══ DOCUMENT TEXT

Smokers hoping to curb health risks by turning to light cigarettes are less likely to quit smoking than people who smoke regular cigarettes, according to an analysis of census data.
Although they have been marketed as delivering less tar and nicotine to smokers, light cigarettes have been shown to offer no health advantage over regular cigarettes. Nevertheless, “lights” make up 85 percent of all cigarettes sold in the United States.
To study the use of light cigarettes and their impact on smoking cessation, researchers analyzed a 2000 U.S. Census Bureau survey of more than 32,000 people, 12,000 of whom were smokers. The researchers took into account such factors as socioeconomic status, sex, and health history.
More than one-third of the smokers reported that they had regularly smoked light cigarettes to reduce health risks, says study leader Hilary Tindle of the University of Pittsburgh. These people were about 54 percent less likely to have quit smoking than were people who had smoked regular cigarettes, Tindle’s team reports in the August American Journal of Public Health.
In addition, the likelihood that light-cigarette smokers would report having permanently quit shrank with age. For example, light-cigarette smokers age 65 or older were 76 percent less likely to have quit than their regular-cigarette-smoking peers.

════

#### REQUIREMENT
Please summarize the light-cigarettes article above in two sentences.

══ DATA LISTING

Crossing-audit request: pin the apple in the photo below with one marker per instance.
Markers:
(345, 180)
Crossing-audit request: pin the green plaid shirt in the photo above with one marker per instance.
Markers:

════

#### ANSWER SPACE
Light cigarettes, which make up 85 percent of cigarettes sold in the United States, offer no health advantage over regular cigarettes. An analysis of a 2000 U.S. Census Bureau survey found that smokers who used lights to reduce health risks were about 54 percent less likely to have quit than regular-cigarette smokers, and their chances of having permanently quit shrank with age.